**To be done**
Rewrite all of the entries below as a single numbered list, one line per number, with the blank lines left out. Don't include the pictures in your answer.

**Exercise input**
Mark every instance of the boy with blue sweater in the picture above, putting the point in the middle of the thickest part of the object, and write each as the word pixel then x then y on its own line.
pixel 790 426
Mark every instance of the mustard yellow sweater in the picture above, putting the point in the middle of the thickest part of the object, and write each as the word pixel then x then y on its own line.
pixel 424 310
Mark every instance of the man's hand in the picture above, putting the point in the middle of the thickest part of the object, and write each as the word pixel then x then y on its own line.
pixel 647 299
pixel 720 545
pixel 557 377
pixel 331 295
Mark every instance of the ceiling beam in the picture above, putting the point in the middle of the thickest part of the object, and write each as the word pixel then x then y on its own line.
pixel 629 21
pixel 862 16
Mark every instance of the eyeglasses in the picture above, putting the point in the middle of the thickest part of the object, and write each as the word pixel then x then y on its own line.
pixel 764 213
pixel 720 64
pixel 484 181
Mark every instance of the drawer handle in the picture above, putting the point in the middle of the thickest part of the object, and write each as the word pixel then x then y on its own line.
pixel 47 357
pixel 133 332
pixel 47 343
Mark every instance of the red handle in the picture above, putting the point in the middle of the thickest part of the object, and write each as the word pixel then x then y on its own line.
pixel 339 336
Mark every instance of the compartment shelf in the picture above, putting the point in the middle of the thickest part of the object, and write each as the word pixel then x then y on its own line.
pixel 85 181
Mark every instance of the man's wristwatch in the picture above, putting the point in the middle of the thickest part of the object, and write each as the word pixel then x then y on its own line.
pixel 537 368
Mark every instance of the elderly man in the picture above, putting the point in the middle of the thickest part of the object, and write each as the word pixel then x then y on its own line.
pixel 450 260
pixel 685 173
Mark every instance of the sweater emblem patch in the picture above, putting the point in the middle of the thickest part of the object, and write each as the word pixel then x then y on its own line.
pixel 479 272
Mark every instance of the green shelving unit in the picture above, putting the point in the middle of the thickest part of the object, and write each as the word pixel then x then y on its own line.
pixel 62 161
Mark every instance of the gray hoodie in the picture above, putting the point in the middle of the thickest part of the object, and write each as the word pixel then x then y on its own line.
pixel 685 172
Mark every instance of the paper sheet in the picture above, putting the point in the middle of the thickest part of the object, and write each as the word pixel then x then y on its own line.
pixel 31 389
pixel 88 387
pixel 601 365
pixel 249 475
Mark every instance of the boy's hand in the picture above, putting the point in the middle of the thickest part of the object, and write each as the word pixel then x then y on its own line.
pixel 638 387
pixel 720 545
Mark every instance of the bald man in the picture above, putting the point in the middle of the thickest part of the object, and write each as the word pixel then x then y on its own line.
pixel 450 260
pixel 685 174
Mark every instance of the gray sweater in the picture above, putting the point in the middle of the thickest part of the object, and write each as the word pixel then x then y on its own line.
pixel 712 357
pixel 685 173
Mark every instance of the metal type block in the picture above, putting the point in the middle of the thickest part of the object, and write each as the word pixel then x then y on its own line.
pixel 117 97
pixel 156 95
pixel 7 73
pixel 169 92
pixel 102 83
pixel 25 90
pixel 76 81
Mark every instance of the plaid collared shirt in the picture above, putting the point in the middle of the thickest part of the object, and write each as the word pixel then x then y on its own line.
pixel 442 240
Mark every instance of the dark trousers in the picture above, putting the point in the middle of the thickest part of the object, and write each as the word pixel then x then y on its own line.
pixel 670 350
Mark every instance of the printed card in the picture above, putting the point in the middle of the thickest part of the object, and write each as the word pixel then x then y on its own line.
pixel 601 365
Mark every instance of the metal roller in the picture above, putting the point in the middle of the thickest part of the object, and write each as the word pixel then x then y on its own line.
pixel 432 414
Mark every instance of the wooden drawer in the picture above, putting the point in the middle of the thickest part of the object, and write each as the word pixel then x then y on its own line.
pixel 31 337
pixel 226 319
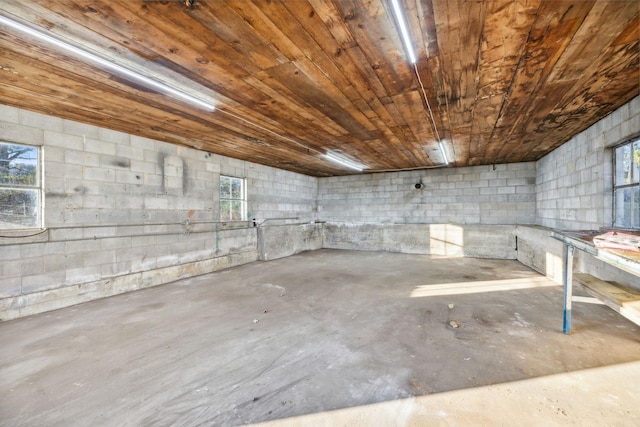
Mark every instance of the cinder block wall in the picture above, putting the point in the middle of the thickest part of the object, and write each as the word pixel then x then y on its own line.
pixel 574 182
pixel 457 212
pixel 574 192
pixel 124 212
pixel 500 194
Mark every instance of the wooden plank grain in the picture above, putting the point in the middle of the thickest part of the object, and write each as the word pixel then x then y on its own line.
pixel 551 33
pixel 459 41
pixel 502 48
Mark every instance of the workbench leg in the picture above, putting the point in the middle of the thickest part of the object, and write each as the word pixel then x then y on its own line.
pixel 568 285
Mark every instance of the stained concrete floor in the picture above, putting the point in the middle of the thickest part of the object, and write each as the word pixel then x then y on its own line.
pixel 326 338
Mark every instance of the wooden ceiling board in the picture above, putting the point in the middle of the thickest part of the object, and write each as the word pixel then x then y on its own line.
pixel 506 81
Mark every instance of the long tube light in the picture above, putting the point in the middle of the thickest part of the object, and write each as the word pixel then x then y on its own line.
pixel 341 160
pixel 444 153
pixel 404 30
pixel 147 81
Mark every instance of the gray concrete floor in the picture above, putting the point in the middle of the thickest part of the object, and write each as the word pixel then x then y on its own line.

**The result**
1. Mark every instance of the boy with blue sweater in the picture above, putting the point in the middle of the thickest part of the object, and write each as the word pixel then x then y on its own line.
2. pixel 790 426
3. Mark every instance of the mustard yellow sweater in the picture above, putting the point in the middle of the thickest part of the object, and write each as the word pixel then x then y on its own line.
4. pixel 424 310
5. Mark every instance of the man's hand in the picture above, putting the point in the middle of the thickest part of the object, and write each as the word pixel then x then y on its own line.
6. pixel 647 299
7. pixel 720 545
8. pixel 557 377
9. pixel 331 295
10. Mark every instance of the ceiling beam in the picture above, putting the point in the middle of the thickest part of the object, and write each as the word pixel then x then y on its own line.
11. pixel 629 21
12. pixel 862 16
13. Mark every instance of the eyeglasses in the picture above, putting the point in the middle of the thickest part of the object, and write each as the word pixel then x then y on its own line.
14. pixel 764 213
15. pixel 720 64
16. pixel 484 181
17. Mark every instance of the drawer handle in the picture above, putting the point in the middle of the thickest part of the object, and write each as the word pixel then x then y on its own line.
18. pixel 47 357
19. pixel 133 332
20. pixel 47 343
21. Mark every instance of the red handle in the picture above, putting the point in the middle of the thickest part of the object, and write each as the word pixel then x then y on its own line.
22. pixel 339 336
23. Mark every instance of the compartment shelf in the picture above, putting the point in the middle of the thickest part of the object, and write each as the word pixel then x then y on its own line.
24. pixel 85 181
25. Mark every instance of the man's wristwatch in the picture above, putting the point in the middle of the thickest part of the object, and write each as the word pixel then x then y on its own line.
26. pixel 537 368
27. Mark every instance of the elderly man in the picture above, putting the point in the middle of the thickest part of the object, and write each as the word pixel then x then y on its own line.
28. pixel 450 260
29. pixel 685 173
30. Mark every instance of the sweater emblem patch in the picture above, putting the point in the middle of the thickest part of the object, and write each as the word pixel then x then y on its own line.
31. pixel 479 272
32. Mark every instance of the green shelving unit in the picture above, putting the point in the middle of the thickest part of the object, and write each as the word pixel then x then y on its own line.
33. pixel 62 161
34. Mark every instance of the gray hoodie in the picture above, putting the point in the middle of the thickest part of the object, and write each as the word pixel then x then y on its own line.
35. pixel 685 172
36. Mark every instance of the paper sheet in the picture above, putting the point in the middle of the thickest part of the object, and write each as the word pixel then x then y on its own line.
37. pixel 31 389
38. pixel 88 387
39. pixel 601 365
40. pixel 249 475
41. Mark every instance of the boy's hand in the picture above, putting the point in the middle of the thickest part of the object, and write each as the word pixel then x then y on its own line.
42. pixel 638 387
43. pixel 720 545
44. Mark every instance of the bald man in the picture above, putting the point in the middle of the thickest part of the object, and write each as the word pixel then x then y on its own line.
45. pixel 450 260
46. pixel 685 174
47. Mark every instance of the gray sweater in the picture above, putting the point in the middle of the thickest part of the object, and write each as the word pixel then x then y on its own line.
48. pixel 712 357
49. pixel 685 173
50. Mark every instance of the metal type block in the picture above, putting the point in the middle of the thickest part of the object, and write each as the word pixel then x then y on its own line.
51. pixel 117 97
52. pixel 156 95
53. pixel 7 73
54. pixel 169 92
55. pixel 102 83
56. pixel 25 90
57. pixel 76 81
58. Mark every instance of the plaid collared shirt in the picture above, putting the point in the middle of the thickest part of the object, and write each as the word pixel then x then y on its own line.
59. pixel 442 240
60. Mark every instance of the dark trousers in the picture above, putting the point in the middle of the thickest part of the object, and write each as the word pixel then x then y on its own line.
61. pixel 670 350
62. Mark every instance of the printed card in the picture above, putting the point in the middle of the thickest part of the object, and write each as the word pixel then x then y on its own line.
63. pixel 601 365
64. Mark every instance of the metal roller in the picture above, putting the point in the middle of the thickest part of the object, and write each as the word pixel then x then y on its own line.
65. pixel 432 414
66. Mark every instance of the wooden drawer in the picture above, putting the point in the middle of the thickest part of the object, and write each as the word pixel then x then y on its own line.
67. pixel 31 337
68. pixel 226 319
69. Mark every instance of the cinder block wall in the picture above, putting the point in the middle of the thickest part of the object, and write each as the word pixel then x then y on its own line.
70. pixel 574 182
71. pixel 457 212
72. pixel 574 192
73. pixel 124 212
74. pixel 500 194
75. Mark every instance of the wooden plank grain in the picture above, putting the point in the middle of the thickest part of the object, and write each as the word pixel then x then y on its own line.
76. pixel 551 33
77. pixel 459 41
78. pixel 502 48
79. Mark every instance of the workbench leg in the picture above, putting the point in the middle of the thickest part of the object, and write each as the word pixel then x then y on its own line.
80. pixel 568 285
81. Mark every instance of the stained concrete floor in the picture above, putting the point in the middle of the thickest part of the object, and write each as the word pixel then x then y on its own line.
82. pixel 326 338
83. Mark every instance of the wooden ceiling board in the picture above, putting the point in the middle of the thickest part of the object, and write each as the word pixel then x then y on its own line.
84. pixel 506 81
85. Mark every instance of the long tube light in the picture above, putting the point in the middle of the thickest part of the object, and write each as the word pixel then x then y on its own line.
86. pixel 341 160
87. pixel 444 153
88. pixel 404 30
89. pixel 147 81
90. Mark every instance of the gray concrete floor in the picture above, putting the point in the middle of the thickest part of the object, and write each as the word pixel then x then y on its own line.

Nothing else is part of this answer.